» **SHORT TASK A**
Rewrite the part of the math and combinatorics reference from "- N up to 10^6" up to and including "on game states.", replacing "game states" with "game positions".

··········

Math and Combinatorics Patterns
Mathematical and combinatorial problems appear frequently in competitive programming and algorithm design. They often hide behind constraints that look like brute-force problems but require algebraic shortcuts to meet time limits. This reference covers eight core pattern families with recognition signals, templates, and pitfalls.
Pattern Recognition Table
| Trigger Signals | Technique | Typical Complexity |
|---|---|---|
| "answer modulo 10^9+7", large product/sum | Modular Arithmetic | O(1) per operation |
| "count primes up to N", "smallest factor" | Sieve of Eratosthenes | O(N log log N) |
| "greatest common divisor", "least common multiple" | GCD / LCM | O(log min(a,b)) |
| "how many ways to choose", "combinations mod p" | Binomial Coefficients | O(N) precompute, O(1) query |
| "compute a^b mod m", "matrix recurrence" | Fast Exponentiation | O(log b) |
| "count arrangements", "distribute items into groups" | Counting Techniques | Varies |
| "count elements satisfying at least one", "derangements" | Inclusion-Exclusion | O(2^k) for k constraints |
| "two players, optimal play", "who wins" | Game Theory (Sprague-Grundy) | Varies by state space |
Constraint-to-Technique Mapping
- N up to 10^7 and asks about primes: Sieve of Eratosthenes.
- N up to 10^6 and asks "how many ways": Precomputed factorials + modular inverse for nCr.
- "modulo 10^9+7" anywhere in the problem: Modular arithmetic throughout; use modular inverse for division.
- Two players, finite game, no randomness: Sprague-Grundy theorem or direct DP on game states.
- "count subsets satisfying property" with small constraint count (k <= 20): Inclusion-exclusion over 2^k subsets.
- Linear recurrence with large N (10^18): Matrix exponentiation to compute nth term in O(k^3 log N).
- "distribute N items into K groups": Stars and bars, possibly combined with inclusion-exclusion for bounded constraints.

··········

» **SHORT TASK B**
Reproduce the listing below from its start up to and including the line with "444,243,482,268", keeping the requests unchanged. Multiply every bounding-box coordinate in the answers by 1.25, rounding to whole numbers with halves rounded up.

··········

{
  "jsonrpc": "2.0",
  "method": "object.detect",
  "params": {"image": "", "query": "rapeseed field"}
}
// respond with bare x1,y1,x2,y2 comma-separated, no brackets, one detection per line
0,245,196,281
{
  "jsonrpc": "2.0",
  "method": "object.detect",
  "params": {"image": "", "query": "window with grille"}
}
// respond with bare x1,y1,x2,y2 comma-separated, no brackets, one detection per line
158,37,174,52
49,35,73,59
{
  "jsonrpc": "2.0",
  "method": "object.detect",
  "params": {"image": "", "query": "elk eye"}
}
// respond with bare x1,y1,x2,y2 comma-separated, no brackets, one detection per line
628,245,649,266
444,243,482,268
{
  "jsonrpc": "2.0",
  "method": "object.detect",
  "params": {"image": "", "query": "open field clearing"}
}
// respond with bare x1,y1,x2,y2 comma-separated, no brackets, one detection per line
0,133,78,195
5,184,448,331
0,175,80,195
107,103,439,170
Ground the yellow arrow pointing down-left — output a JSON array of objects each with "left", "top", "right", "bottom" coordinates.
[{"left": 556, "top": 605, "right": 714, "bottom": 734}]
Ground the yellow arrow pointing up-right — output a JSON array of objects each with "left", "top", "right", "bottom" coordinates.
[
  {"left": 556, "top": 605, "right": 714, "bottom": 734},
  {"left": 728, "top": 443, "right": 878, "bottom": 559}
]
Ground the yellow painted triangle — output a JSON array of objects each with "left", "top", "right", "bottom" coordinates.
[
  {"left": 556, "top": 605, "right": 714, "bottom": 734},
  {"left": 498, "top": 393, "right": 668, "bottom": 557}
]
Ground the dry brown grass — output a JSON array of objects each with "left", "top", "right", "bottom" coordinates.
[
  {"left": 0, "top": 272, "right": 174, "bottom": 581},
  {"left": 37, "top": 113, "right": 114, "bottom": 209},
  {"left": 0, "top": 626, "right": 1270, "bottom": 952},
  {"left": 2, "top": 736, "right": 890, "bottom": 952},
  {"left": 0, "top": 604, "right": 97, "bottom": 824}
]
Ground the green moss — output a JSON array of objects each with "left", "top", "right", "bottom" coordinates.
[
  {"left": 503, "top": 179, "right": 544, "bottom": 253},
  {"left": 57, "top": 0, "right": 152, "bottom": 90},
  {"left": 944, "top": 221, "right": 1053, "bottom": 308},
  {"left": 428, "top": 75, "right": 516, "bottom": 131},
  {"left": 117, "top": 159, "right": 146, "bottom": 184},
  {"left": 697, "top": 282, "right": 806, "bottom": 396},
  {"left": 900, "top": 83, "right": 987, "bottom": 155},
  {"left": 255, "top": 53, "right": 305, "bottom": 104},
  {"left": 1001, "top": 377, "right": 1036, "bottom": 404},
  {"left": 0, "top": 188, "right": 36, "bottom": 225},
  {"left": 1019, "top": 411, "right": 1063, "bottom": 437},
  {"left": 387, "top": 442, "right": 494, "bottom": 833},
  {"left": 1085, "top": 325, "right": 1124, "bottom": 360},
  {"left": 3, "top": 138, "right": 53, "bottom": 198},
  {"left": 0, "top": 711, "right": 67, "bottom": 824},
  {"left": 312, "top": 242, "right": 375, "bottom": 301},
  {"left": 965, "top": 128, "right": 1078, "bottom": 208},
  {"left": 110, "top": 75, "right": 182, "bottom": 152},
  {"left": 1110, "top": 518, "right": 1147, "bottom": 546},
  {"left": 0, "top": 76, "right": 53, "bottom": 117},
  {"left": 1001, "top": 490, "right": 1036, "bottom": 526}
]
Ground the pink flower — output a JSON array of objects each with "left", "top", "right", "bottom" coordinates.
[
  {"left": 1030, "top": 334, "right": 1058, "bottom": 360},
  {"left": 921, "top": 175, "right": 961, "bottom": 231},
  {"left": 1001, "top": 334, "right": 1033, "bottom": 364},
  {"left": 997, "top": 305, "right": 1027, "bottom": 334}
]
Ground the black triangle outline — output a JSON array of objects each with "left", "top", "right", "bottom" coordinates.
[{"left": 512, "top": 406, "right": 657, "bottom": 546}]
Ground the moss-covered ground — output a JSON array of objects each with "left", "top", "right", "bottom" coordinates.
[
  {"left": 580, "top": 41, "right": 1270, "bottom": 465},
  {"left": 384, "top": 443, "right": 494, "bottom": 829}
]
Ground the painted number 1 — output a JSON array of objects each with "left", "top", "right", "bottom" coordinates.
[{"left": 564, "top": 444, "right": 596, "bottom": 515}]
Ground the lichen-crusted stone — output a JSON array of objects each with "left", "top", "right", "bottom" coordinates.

··········

» **CORRECT OUTPUT A**
- N up to 10^6 and asks "how many ways": Precomputed factorials + modular inverse for nCr.
- "modulo 10^9+7" anywhere in the problem: Modular arithmetic throughout; use modular inverse for division.
- Two players, finite game, no randomness: Sprague-Grundy theorem or direct DP on game positions.

» **CORRECT OUTPUT B**
{
  "jsonrpc": "2.0",
  "method": "object.detect",
  "params": {"image": "", "query": "rapeseed field"}
}
// respond with bare x1,y1,x2,y2 comma-separated, no brackets, one detection per line
0,306,245,351
{
  "jsonrpc": "2.0",
  "method": "object.detect",
  "params": {"image": "", "query": "window with grille"}
}
// respond with bare x1,y1,x2,y2 comma-separated, no brackets, one detection per line
198,46,218,65
61,44,91,74
{
  "jsonrpc": "2.0",
  "method": "object.detect",
  "params": {"image": "", "query": "elk eye"}
}
// respond with bare x1,y1,x2,y2 comma-separated, no brackets, one detection per line
785,306,811,333
555,304,603,335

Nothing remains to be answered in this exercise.